**Исходный текст:**
____

Александр Александров
- Не щадя.
Елизавета Наркевич
- Не щадя рисунок, не щадя какие-то пропорции - главное, чтобы жирно и много.
Александр Александров
- Так, а петербуржцы?
Елизавета Наркевич
- Это взгляд петербуржцев на московскую живопись. А петербуржцы, они, наоборот, пишут (я не буду сильно терминами сыпать) лессировками - это когда прозрачным слоем красочки, один за одним накладывают этот слой, живопись гладкая (если по холсту пальчиком провести, то он гладенький, без «бутерброда»).
Ирина Яковлева
- А у нас, зато практически рельефный такой.
Елизавета Наркевич
- У нас изображение, у нас жирненько, да. А у них вот реализм, очень строго к рисунку. Даже не реалистичные работы (в стиле художника Мыльникова, людей 60-х годов), они всё равно очень строгие, очень отрисованные. Видимо, это северный темперамент и более такой «раздолбайский» московский. Этому учат, соответственно, в учебных заведениях Москвы и Петербурга.
Ирина Яковлева
- А всё-таки, «хорошо» и «плохо». Для заведений питерских московская школа - это однозначно плохо?
Елизавета Наркевич
- Не то, что плохо. Это так - «ха-ха-ха».
Александр Александров
- Просто они разные - московская и питерская.
Елизавета Наркевич
- Они так подсмеиваются.
Александр Александров
- Елизавета, скажите, а русское искусство на данный момент, художественное искусство, оно популярно на Западе или в Европе? Его покупают? Его знают?
Елизавета Наркевич
- Вы имеете в виду искусство, уже зарекомендовавшее себя в Третьяковке, или искусство современное?

____

**Записи данных:**
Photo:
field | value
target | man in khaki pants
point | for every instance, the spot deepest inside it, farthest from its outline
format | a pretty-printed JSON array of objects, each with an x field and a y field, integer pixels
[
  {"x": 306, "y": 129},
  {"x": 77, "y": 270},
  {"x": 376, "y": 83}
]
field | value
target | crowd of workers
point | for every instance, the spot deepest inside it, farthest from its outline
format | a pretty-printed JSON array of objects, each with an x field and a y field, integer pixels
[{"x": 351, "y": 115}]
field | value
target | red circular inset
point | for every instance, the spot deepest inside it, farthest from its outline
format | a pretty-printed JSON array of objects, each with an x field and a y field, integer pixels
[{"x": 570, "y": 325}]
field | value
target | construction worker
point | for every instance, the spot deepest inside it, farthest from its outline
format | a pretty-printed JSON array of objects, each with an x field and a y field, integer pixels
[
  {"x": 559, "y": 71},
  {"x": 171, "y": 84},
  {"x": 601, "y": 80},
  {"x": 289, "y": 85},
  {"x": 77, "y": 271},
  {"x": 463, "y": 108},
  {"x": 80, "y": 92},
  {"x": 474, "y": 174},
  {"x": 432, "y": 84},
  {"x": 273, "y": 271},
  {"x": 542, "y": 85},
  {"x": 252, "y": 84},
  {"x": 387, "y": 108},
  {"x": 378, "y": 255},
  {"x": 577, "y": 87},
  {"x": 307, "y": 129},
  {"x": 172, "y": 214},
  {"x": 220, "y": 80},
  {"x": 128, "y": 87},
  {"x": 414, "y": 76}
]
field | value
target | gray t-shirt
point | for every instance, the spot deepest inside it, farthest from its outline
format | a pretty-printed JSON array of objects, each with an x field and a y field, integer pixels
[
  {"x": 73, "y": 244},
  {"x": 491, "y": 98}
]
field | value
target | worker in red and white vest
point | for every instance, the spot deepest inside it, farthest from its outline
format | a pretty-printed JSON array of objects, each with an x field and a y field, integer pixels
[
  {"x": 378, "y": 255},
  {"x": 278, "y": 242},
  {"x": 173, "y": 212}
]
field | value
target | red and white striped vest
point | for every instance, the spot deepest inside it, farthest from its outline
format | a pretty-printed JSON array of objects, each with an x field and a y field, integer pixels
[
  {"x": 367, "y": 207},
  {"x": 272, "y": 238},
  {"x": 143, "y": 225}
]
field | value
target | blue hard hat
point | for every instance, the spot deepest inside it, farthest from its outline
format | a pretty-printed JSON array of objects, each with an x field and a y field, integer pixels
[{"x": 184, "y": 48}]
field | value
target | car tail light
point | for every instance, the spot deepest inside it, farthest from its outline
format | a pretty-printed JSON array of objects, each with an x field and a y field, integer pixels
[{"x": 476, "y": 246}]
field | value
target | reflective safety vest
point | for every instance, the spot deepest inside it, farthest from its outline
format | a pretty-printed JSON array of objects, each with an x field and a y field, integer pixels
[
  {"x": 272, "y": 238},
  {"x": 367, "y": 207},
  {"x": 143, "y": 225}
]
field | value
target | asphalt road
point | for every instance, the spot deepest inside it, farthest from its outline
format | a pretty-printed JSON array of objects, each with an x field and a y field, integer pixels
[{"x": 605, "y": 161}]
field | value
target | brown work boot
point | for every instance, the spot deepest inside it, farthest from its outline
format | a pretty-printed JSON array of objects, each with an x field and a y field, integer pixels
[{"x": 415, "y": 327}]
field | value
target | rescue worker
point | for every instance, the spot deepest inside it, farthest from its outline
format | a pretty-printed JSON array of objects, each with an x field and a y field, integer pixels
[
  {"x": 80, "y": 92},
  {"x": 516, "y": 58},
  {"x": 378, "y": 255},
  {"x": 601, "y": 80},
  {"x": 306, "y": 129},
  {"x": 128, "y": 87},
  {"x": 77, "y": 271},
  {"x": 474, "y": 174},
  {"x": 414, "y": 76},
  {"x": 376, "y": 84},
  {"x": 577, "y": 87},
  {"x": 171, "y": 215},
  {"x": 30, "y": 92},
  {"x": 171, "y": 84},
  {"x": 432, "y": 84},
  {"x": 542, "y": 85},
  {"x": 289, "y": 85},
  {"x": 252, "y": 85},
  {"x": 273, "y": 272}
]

____

**Описание задачи:**
Перескажите короче, в виде списка, абзац текста, начинающийся словами «Это взгляд петербуржцев на московскую живопись», и сохраните его основные факты.

**Полный ответ:**
- Это взгляд петербуржцев на московскую живопись.
- Петербуржцы пишут лессировками: прозрачные слои краски накладывают один за другим.
- Живопись у них гладкая: если провести пальцем по холсту, он ровный, без «бутерброда».